**SHORT EXERCISE:** Arrange the entries starting at the line that contains "segment: handrail" and ending after the line that contains "55 123 L 42" as a two-column CSV with the headers text and answer. Put one row per entry, quote each field, and replace line breaks with spaces.

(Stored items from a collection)
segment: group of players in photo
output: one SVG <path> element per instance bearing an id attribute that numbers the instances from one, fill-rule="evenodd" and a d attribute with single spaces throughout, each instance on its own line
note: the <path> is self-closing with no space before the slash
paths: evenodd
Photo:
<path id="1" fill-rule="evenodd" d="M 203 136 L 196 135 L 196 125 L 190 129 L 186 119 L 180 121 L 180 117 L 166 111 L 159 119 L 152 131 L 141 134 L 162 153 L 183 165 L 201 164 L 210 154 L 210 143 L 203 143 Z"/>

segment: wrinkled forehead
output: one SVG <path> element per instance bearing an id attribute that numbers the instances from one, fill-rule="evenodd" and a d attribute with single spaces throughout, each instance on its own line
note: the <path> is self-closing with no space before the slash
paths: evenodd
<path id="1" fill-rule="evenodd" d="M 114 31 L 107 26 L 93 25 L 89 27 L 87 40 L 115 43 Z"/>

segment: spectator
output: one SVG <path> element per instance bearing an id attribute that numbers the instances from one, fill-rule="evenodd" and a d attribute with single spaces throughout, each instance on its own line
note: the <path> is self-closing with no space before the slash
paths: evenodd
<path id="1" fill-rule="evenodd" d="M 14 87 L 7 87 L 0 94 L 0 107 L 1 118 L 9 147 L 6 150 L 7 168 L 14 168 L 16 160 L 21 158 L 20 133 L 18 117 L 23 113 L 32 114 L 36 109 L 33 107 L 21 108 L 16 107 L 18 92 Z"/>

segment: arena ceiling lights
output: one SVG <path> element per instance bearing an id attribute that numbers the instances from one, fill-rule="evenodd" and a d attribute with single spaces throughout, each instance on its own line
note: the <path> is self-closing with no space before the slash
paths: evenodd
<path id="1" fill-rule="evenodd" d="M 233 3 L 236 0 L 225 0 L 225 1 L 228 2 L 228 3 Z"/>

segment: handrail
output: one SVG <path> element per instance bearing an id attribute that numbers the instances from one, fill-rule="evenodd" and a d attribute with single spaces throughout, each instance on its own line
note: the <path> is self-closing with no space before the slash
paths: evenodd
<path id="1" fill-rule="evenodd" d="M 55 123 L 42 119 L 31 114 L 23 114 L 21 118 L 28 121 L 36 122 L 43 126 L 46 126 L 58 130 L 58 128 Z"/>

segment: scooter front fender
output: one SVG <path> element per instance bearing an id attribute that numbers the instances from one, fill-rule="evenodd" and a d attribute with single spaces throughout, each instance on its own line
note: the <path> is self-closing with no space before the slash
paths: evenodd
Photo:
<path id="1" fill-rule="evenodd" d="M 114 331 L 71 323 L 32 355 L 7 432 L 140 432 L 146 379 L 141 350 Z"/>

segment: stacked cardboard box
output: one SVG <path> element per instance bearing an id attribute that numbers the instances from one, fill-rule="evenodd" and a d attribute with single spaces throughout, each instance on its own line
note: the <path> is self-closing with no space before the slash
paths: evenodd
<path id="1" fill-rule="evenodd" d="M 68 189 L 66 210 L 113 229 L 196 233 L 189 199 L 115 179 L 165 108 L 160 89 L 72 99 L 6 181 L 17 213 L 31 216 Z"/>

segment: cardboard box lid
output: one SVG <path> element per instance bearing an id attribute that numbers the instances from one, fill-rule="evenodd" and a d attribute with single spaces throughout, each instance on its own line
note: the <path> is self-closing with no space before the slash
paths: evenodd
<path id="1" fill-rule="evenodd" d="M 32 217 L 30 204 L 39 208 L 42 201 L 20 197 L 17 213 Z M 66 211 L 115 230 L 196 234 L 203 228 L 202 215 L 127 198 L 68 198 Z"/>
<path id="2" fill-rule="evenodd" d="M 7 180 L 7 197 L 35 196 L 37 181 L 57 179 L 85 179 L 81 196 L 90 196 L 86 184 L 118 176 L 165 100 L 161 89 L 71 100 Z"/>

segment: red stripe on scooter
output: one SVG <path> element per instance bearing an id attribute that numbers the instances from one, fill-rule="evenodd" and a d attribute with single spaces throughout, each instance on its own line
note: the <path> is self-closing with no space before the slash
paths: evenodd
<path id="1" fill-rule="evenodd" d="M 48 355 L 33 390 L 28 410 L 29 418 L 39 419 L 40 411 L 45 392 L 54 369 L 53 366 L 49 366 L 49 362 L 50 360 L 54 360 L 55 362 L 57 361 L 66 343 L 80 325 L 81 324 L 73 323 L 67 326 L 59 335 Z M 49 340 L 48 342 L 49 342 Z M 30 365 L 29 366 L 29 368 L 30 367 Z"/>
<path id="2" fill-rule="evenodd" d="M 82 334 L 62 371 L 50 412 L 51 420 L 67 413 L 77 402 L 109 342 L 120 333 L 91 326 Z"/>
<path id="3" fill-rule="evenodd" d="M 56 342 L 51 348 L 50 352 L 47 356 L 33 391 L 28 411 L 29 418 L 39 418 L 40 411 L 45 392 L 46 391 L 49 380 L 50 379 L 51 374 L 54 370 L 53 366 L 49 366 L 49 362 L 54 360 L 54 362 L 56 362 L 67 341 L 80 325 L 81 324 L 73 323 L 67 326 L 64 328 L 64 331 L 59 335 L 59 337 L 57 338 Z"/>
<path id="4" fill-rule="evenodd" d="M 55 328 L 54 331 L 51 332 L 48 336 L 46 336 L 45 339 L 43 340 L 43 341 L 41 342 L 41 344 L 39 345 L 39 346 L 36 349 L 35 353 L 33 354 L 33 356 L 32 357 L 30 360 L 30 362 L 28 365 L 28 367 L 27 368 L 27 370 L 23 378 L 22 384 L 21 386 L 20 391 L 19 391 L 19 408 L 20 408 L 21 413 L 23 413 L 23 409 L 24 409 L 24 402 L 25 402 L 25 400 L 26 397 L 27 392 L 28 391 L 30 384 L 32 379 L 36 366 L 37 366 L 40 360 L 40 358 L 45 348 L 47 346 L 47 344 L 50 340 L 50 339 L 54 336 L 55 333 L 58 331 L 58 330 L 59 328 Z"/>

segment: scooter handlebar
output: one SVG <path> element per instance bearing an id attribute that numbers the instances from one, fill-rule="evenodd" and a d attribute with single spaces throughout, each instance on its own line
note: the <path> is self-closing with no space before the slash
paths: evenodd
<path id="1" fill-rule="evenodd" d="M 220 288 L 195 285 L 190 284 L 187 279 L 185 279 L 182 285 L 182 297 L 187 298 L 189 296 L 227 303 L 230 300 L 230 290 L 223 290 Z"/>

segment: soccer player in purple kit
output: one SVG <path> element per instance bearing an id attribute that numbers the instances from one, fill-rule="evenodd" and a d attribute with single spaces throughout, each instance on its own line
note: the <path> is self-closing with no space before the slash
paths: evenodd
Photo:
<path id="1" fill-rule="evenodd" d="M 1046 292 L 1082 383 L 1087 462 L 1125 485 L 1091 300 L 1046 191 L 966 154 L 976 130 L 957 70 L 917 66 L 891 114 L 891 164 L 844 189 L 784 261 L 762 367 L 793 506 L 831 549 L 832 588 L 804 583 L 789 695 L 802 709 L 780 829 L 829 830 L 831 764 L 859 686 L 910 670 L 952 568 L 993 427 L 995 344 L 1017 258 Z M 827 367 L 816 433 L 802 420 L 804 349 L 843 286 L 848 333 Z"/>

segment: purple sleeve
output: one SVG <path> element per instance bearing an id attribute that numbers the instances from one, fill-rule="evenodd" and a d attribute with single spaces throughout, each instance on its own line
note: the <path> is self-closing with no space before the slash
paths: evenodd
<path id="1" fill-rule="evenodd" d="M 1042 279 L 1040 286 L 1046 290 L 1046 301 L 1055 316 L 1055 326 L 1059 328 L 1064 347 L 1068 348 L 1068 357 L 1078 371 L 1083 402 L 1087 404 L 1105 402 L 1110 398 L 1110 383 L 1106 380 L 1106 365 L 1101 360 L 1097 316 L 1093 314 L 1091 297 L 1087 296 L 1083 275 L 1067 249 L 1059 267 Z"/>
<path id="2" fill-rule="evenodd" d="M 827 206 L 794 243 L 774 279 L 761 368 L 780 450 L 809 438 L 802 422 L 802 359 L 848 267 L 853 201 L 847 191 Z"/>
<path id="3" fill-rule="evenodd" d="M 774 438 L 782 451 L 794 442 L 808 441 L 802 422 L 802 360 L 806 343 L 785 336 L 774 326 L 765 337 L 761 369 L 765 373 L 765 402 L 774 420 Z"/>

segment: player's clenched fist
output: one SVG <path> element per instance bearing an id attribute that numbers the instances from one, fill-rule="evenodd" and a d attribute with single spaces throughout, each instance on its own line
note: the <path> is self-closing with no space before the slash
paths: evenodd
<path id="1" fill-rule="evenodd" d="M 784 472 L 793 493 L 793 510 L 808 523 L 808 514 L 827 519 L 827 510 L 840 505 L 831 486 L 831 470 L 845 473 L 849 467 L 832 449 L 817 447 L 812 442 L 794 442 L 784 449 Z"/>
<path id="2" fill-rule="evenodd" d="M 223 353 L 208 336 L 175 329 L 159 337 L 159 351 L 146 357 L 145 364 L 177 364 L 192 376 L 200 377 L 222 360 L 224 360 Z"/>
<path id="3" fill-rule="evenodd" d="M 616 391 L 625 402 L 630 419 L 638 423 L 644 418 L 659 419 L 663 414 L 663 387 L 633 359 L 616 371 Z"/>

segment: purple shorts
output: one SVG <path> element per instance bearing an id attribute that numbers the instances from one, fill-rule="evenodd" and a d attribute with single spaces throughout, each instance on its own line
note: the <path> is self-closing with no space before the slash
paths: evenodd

**EXERCISE OUTPUT:**
text,answer
"segment: handrail output: one SVG <path> element per instance bearing an id attribute that numbers the instances from one, fill-rule=""evenodd"" and a d attribute with single spaces throughout, each instance on its own line note: the <path> is self-closing with no space before the slash paths: evenodd","<path id=""1"" fill-rule=""evenodd"" d=""M 55 123 L 42 119 L 31 114 L 23 114 L 21 118 L 28 121 L 36 122 L 43 126 L 46 126 L 58 130 L 58 128 Z""/>"